*LISTED RECORDS*:
** START **

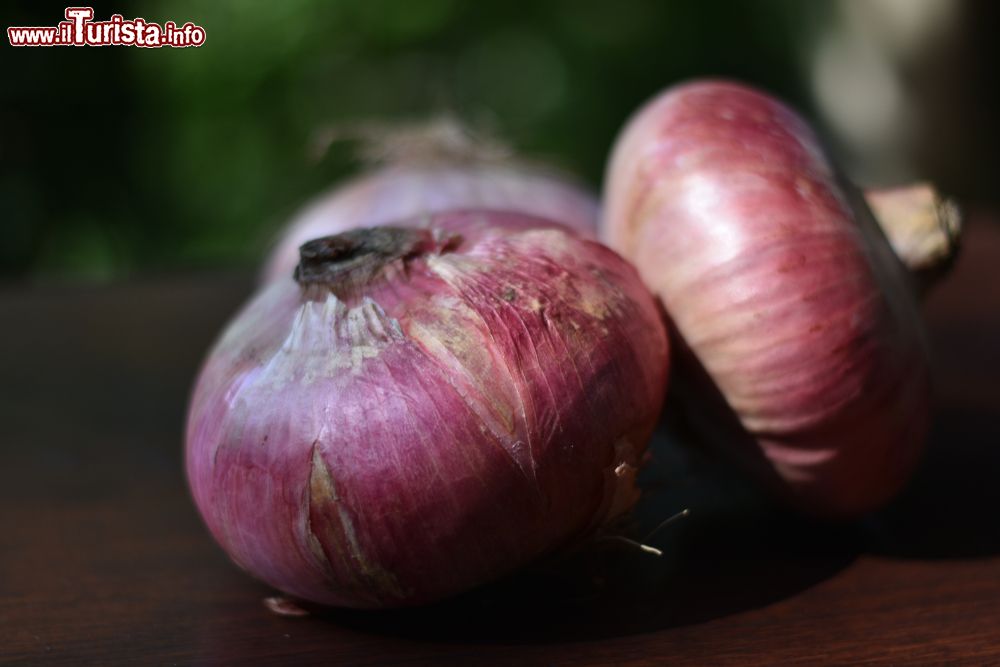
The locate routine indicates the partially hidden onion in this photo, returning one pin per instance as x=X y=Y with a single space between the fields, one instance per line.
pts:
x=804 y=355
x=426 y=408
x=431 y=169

** END **
** START **

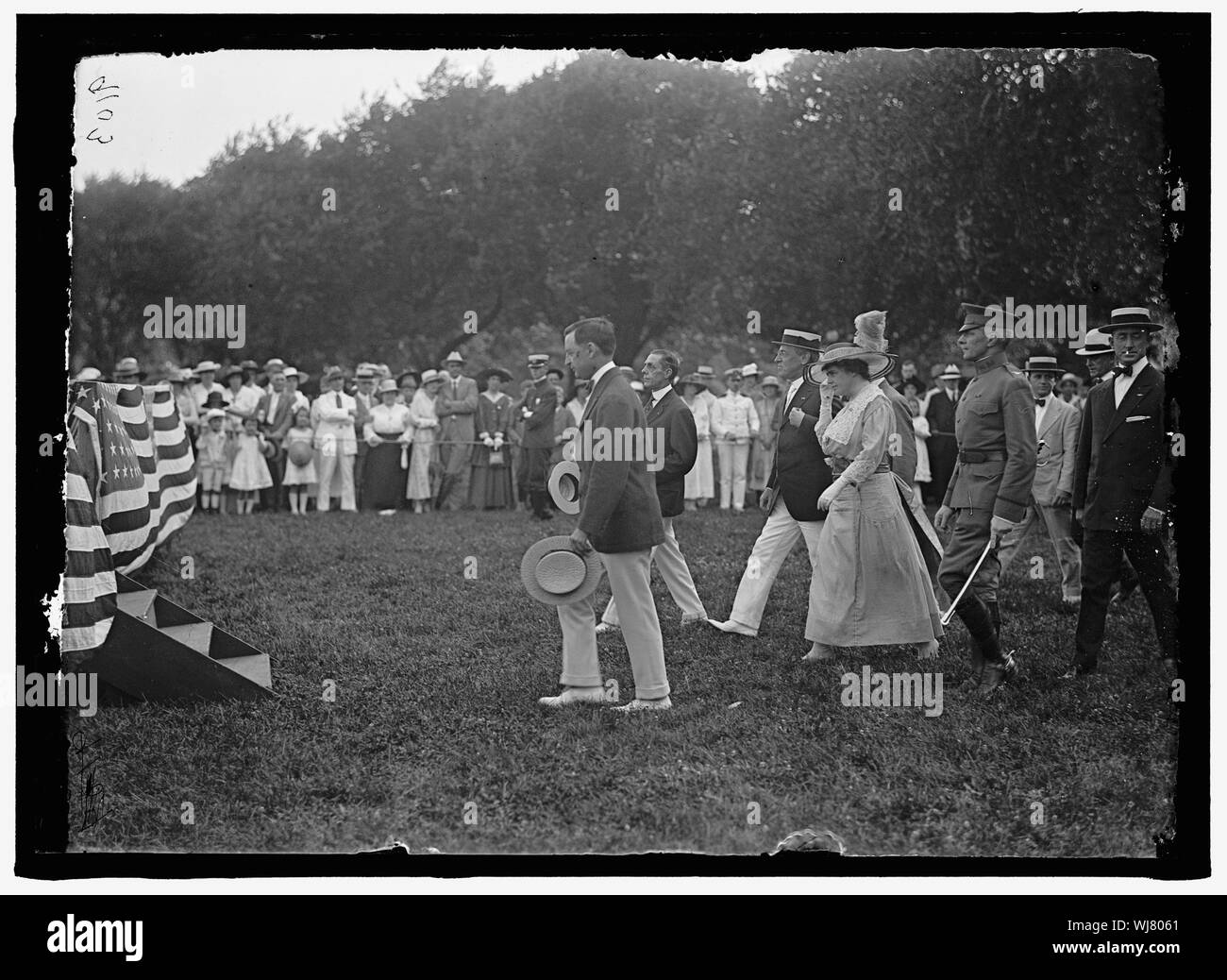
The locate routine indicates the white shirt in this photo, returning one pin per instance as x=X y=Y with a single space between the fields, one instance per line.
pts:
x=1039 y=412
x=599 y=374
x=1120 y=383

** END **
** START **

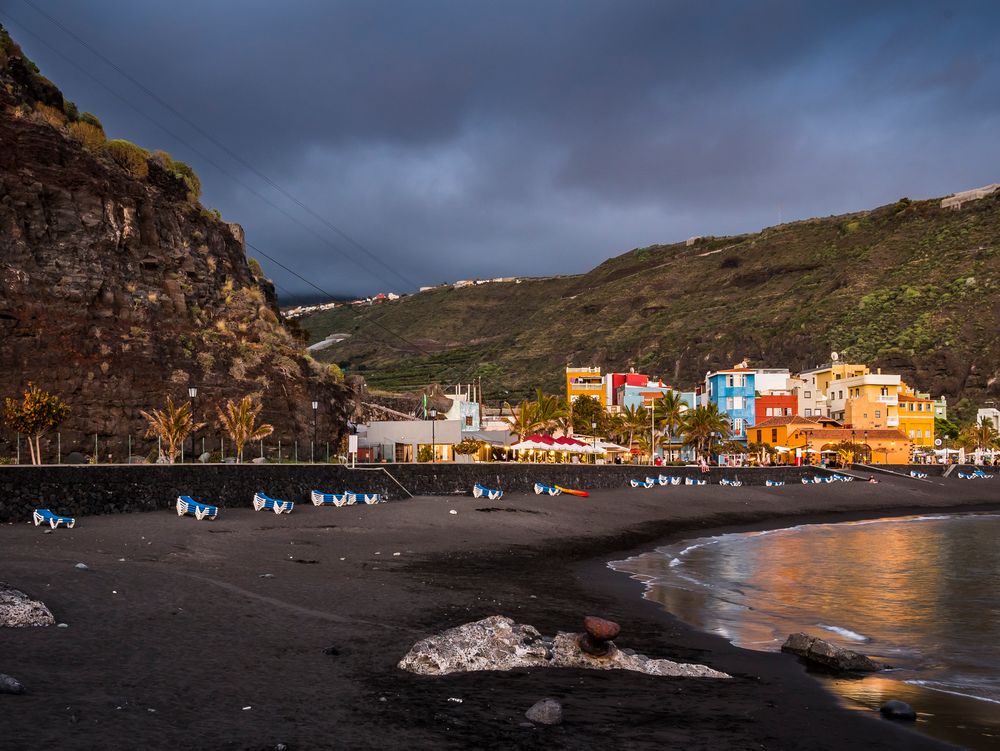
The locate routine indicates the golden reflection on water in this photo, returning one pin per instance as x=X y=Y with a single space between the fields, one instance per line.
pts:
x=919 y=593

** END **

*WHAT IS EXPECTED*: Reproduce, character for character, the lines from the one containing "The locate routine indicates the white" through the one containing "x=1120 y=383", both included.

*TASK OUTPUT*:
The locate routine indicates the white shirt in this photo, returning one pin per instance as x=X y=Y with a single space between the fields, one instance per line.
pts:
x=1039 y=412
x=599 y=374
x=1120 y=383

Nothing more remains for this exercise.